#### [TASK INSTRUCTIONS]
Starting at the line that holds "In the photograph above, where can the man's thigh", copy every line exactly through the end of the data, and no others.

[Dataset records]
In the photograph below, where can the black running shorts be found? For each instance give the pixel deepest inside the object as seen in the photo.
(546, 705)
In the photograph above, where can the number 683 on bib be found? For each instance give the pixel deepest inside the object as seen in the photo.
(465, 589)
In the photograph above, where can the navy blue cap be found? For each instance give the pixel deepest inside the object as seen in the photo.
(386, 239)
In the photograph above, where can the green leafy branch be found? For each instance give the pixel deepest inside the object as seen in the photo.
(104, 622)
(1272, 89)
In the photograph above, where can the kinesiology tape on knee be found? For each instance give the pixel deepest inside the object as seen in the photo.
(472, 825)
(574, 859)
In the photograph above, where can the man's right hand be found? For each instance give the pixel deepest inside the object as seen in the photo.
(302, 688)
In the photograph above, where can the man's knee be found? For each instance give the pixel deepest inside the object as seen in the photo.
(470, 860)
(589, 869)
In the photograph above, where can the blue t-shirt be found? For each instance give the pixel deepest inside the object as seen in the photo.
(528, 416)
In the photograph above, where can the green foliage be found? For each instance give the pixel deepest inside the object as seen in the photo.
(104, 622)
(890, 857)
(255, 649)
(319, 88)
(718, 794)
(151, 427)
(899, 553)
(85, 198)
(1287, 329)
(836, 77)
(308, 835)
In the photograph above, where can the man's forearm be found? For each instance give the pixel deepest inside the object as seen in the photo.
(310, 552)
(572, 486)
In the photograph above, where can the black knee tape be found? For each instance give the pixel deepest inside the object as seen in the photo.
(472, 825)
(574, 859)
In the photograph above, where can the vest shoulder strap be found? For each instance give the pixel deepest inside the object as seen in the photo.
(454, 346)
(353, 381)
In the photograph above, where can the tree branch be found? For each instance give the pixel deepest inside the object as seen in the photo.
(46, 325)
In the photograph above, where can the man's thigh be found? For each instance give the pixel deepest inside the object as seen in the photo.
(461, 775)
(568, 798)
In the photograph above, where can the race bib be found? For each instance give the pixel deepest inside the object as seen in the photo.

#### [EXERCISE RESPONSE]
In the photograph above, where can the man's thigh be found? For each instance give the pixel deepest inside the object as seen in the photo.
(461, 775)
(568, 798)
In the photograph above, where can the race bib be found? For each instance give the pixel deepest inside the object as seen in the photo.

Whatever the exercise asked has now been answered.